REQUIREMENTS:
1. In the blog post on social networking, what does the writer name as their first real interaction with a social media style format?
2. Continue the blog post on social networking from the point where it stops.

Everybody’s Talking at Me: THINGS 4, 5 & 6

Photo Credit: manganite  via Compfight  cc

Photo Credit: manganite via Compfight cc

… I don’t hear a word they’re saying.

Well, OK, yes I do. I’m a pretty heavy user of social media, but perhaps not of a wide range of services all of the time. I’ve dabbled with a few things here and there, some I’ve stuck with, other’s I’ve not gone back to. All for various reasons. This post covers Week 2, Social Networking and Things 4, 5 & 6 of the 23 Things RHUL sessions.

Lets start at the beginning (of my engagement with social media):

1. Fora & chat rooms: my first real interaction with a social media style format. Most of these were private & closed off (and no, I didn’t use them as a conspiracy theorist or for some nefarious purpose, just chatting & sharing information with like-minded people: music, film, food and librarianship). I don’t tend to use these that often now as their functionality is often limited or I just don’t have the time to engage in long protracted discussions. But …. it seems to me that we are seeing the return of this type of service, albeit in a more sophisticated format, as professional ‘community of practice’ tools (such as ‘virtual staff rooms’ or ‘project spaces’). Maybe more on this in another post.

RECORDED INFORMATION:
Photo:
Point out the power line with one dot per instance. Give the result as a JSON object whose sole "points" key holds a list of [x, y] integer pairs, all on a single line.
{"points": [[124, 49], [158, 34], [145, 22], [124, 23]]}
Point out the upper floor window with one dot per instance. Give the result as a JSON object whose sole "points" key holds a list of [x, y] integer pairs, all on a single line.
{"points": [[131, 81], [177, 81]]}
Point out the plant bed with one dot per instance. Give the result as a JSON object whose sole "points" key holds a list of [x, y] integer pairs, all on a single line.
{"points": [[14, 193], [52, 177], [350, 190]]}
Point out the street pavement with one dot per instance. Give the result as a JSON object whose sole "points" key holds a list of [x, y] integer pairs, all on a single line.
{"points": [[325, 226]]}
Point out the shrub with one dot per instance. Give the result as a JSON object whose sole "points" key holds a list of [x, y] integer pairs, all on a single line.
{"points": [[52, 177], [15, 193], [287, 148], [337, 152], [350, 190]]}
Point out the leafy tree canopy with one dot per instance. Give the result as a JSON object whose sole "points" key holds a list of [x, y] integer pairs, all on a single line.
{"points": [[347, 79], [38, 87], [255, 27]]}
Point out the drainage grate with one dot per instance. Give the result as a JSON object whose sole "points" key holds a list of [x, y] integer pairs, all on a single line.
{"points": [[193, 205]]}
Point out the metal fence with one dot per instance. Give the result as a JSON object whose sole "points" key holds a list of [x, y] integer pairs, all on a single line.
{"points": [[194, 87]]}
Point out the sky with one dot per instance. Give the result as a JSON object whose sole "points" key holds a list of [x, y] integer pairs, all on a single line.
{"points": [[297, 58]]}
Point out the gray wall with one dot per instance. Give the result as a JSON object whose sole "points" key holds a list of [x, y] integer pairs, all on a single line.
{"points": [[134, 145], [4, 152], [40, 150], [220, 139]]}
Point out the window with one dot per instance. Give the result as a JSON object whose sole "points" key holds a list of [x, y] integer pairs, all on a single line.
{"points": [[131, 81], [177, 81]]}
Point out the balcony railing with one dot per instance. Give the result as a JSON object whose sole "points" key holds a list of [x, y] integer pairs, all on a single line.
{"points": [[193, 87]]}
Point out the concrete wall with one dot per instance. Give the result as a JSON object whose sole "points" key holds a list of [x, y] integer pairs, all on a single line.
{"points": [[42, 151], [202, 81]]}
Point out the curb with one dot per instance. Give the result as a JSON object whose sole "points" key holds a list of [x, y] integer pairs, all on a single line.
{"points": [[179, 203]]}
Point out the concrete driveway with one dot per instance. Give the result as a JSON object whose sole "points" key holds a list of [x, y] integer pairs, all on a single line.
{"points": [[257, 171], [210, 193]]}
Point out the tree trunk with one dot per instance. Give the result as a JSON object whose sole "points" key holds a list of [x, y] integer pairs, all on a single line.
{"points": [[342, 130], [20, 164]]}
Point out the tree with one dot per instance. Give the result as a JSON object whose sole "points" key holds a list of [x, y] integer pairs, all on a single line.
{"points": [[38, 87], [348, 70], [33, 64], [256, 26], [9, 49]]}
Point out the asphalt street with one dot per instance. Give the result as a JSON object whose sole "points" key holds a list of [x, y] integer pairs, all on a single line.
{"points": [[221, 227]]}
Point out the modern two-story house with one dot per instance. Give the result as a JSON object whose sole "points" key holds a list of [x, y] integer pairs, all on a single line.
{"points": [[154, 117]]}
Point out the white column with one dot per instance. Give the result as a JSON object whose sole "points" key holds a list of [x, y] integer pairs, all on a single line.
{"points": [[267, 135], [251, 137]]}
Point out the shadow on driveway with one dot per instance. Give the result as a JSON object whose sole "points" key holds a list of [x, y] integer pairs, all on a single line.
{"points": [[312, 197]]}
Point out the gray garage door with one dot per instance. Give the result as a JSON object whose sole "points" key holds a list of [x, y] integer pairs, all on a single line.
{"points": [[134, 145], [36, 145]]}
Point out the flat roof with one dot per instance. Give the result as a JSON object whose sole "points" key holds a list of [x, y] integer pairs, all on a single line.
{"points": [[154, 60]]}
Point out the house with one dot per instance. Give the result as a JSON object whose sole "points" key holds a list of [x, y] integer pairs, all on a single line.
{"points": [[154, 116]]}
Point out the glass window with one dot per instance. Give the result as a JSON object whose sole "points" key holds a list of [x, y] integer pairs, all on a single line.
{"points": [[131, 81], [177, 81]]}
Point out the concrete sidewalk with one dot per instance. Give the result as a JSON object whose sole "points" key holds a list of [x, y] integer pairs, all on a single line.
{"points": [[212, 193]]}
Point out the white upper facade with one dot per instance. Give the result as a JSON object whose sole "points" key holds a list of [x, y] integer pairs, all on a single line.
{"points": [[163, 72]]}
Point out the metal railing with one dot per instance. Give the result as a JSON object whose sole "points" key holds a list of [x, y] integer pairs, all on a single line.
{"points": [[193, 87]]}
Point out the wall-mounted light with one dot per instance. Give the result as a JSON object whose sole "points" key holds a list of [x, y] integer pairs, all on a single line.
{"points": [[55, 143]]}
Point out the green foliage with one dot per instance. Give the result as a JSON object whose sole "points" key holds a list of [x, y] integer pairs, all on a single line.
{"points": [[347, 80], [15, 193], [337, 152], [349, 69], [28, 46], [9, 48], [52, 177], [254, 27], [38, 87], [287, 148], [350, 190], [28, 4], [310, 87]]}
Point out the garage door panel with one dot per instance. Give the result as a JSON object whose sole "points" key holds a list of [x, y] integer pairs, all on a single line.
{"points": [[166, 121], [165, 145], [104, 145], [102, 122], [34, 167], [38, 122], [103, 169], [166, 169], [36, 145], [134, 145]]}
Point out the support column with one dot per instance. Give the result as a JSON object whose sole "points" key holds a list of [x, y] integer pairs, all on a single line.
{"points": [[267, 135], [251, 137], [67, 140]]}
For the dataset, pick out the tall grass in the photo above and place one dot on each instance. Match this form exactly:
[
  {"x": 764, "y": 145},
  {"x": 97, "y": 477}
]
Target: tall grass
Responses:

EXPECTED ANSWERS:
1. Fora and chat rooms.

2.
2. Blogs & comments sections of newspapers & other online publications: I’ve been reading and interacting with other people’s blogs & news services for years. Less so nowadays due to the proliferation of blogs across many areas of professional & person interest. I’m more of a reader & a lurker than a poster / commenter on the whole.

3. Facebook: Love it or hate it, it is very popular, easy to use and brings in levels of interaction and functionality that very few other services offer (my 70+ year old Mum uses it, so it can’t be difficult – she likes to tell me off for ‘swearing on the internet’). I tend to use it to keep in touch with family, friends who live abroad, work people who are happy to listen to my ‘BS’ (though I’m never critical of work of course!) and those friends who don’t use Twitter (see below). It’s a service that makes it easy to interact on a micro-level; a quick ‘poke’, a brief ‘message’ a cheeky ‘status update’, the uploading of a photo or a link … all can easily tell your ‘friends’ that you are still alive, without having to write a magnum opus each time you need to get in touch with someone.

It’s not all good though: I don’t like Facebook’s intrusive nature and complex & tricksy settings. Privacy is important to me. I don’t want open up my life to the general public, and especially to advertisers and corporate bodies.

But Facebook really does offer a good platform for sharing what you are doing (down to detailed levels of the mundane – here I point the finger squarely at …. me), as and when you want to. It can work as a diary of sorts, and as a means for others to interact with you, comment on your behaviour & actions, to provide useful information, and to interact in a flexible multi-media environment.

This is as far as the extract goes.